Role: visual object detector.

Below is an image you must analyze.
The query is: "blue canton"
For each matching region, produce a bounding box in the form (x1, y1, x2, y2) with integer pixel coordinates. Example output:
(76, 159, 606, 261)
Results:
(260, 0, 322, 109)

_____

## WHAT YOU WILL DO
In full and without edits, return the listing.

## TASK OUTPUT
Role: visual object detector.

Below is an image you must analyze.
The query is: "blue canton"
For each matching region, produce a bounding box in the form (x1, y1, x2, y2) with integer pixel coordinates. Example output:
(76, 159, 606, 261)
Results:
(260, 0, 322, 109)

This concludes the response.